• **Instructions for the task**
In the listing below, the lines from the first through the one with "Highlight minivan headlight." are to be copied word for word.

★ ★ ★ ★ ★ ★ ★

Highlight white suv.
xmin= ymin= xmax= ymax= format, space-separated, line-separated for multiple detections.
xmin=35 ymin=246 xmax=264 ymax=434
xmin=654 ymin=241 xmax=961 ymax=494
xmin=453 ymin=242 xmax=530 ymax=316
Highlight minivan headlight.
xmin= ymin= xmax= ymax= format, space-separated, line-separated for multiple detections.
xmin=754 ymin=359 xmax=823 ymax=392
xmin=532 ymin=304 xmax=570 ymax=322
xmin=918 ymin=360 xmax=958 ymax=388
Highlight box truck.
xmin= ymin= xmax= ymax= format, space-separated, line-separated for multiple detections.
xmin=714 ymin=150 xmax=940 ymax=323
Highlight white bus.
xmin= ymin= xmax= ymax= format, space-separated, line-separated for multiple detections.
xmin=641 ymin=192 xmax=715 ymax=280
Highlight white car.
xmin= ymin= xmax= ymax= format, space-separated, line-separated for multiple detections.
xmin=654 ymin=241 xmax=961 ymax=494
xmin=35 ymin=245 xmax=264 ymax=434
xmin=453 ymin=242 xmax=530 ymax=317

★ ★ ★ ★ ★ ★ ★

• **Solution to this problem**
Highlight white suv.
xmin= ymin= xmax= ymax= format, space-separated, line-separated for multiple detections.
xmin=35 ymin=246 xmax=264 ymax=434
xmin=654 ymin=241 xmax=961 ymax=494
xmin=453 ymin=242 xmax=530 ymax=316
Highlight minivan headlight.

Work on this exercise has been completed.